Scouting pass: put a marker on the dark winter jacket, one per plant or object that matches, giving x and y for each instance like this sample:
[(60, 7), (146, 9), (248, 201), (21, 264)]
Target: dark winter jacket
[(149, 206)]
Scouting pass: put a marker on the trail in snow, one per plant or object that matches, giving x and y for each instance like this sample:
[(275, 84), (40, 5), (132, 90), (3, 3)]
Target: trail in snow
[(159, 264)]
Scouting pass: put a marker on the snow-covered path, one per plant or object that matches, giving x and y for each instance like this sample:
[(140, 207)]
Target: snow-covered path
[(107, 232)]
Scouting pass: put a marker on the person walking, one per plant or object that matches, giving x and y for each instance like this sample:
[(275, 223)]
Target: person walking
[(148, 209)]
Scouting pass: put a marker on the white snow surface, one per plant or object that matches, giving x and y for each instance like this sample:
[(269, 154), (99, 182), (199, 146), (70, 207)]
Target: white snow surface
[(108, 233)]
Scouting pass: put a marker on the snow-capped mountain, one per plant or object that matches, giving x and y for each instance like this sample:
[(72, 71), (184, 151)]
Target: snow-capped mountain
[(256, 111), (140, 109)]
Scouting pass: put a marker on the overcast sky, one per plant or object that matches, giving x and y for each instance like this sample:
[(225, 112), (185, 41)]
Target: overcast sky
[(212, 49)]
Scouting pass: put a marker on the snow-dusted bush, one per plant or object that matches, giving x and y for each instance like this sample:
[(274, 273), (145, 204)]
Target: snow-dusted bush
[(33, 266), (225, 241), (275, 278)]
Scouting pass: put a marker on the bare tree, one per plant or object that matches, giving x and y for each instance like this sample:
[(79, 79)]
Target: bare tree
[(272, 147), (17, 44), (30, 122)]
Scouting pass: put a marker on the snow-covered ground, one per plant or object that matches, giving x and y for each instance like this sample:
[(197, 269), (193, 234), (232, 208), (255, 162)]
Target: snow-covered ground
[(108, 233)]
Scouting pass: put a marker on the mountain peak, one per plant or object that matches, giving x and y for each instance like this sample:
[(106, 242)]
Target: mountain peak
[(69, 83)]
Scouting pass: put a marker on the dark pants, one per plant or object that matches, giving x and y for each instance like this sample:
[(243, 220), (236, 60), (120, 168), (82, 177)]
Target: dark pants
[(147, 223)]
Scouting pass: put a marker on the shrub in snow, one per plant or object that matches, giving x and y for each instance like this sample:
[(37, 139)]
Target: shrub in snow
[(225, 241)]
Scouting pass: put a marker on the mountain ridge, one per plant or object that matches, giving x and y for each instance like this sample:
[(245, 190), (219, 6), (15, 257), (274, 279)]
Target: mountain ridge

········

> Given instruction
Can you rewrite all of the records above so that each "Scouting pass" becomes "Survey round", with every other word left as it is?

> Finished answer
Survey round: put a marker on the dark winter jacket, one per plant or object that matches, giving x and y for each instance like this sample:
[(60, 7), (146, 9), (248, 201), (21, 264)]
Target: dark winter jacket
[(149, 206)]
Survey round: put a marker on the trail in snow, one per plant or object that matches, giving x and y for each instance like this sample:
[(275, 84), (40, 5), (132, 90), (3, 3)]
Target: trail in snow
[(159, 264)]
Survey round: put a marker on the snow-covered path, one per plant or object that matches, giving x and y for each instance like this sample:
[(140, 207)]
Target: snow-covered path
[(107, 232)]
Survey round: put a marker on the person walking, one per plant or object that matches, giving x and y for each instance like this sample:
[(275, 223)]
Target: person walking
[(148, 209)]
Survey round: put a marker on the white snow surface, one per plant or object that matches, giving x and y for each instance like this sample:
[(269, 154), (99, 182), (199, 146), (70, 207)]
Target: white snow surface
[(108, 233)]
Survey round: put a marker on the snow-capped mountain, one per plant or object that matches, giving x and y for each instance like this sample:
[(72, 71), (184, 151)]
Target: snow-capped mountain
[(256, 111), (140, 109)]
Survey round: put a marker on the overcast sky, one per plant or object that matches, giving x and y for each instance like this sample:
[(225, 112), (185, 41)]
Target: overcast sky
[(212, 49)]
Survey round: put a marker on the snow-dusted bush, one per plant or object that matches, giving x and y for each instance like this sample:
[(274, 273), (145, 204)]
Target: snow-dusted bush
[(33, 266), (225, 241), (275, 278)]
Survey round: put a marker on the bare tree, one per plant or object that matches, giving x and y for each instance like this sample:
[(79, 79)]
Target: bare tree
[(272, 147), (17, 44), (30, 122)]
Survey round: put a marker on the snow-covered ground, one per plant or object that matches, giving x and y for each instance like this sample:
[(197, 269), (193, 234), (232, 208), (255, 162)]
Target: snow-covered ground
[(108, 233)]
Survey round: put a marker on the mountain peak, one per plant or object that matches, giving x and y for each instance like this sample:
[(106, 242)]
Target: mountain peak
[(69, 83)]
Survey round: put a marker on the dark pants, one per plant or object that matches, giving x and y for each instance like this sample:
[(243, 220), (236, 60), (120, 168), (82, 177)]
Target: dark pants
[(147, 223)]
Survey round: put a marker on the shrub in snow, one per plant or object that matches, giving x and y for each instance like this sample:
[(37, 139)]
Target: shrub in snow
[(225, 241)]
Survey round: put a marker on the mountain ridge, one per plant or object that matches, giving x and y for each instance like this sample:
[(245, 190), (219, 6), (15, 257), (274, 279)]
Target: mountain ridge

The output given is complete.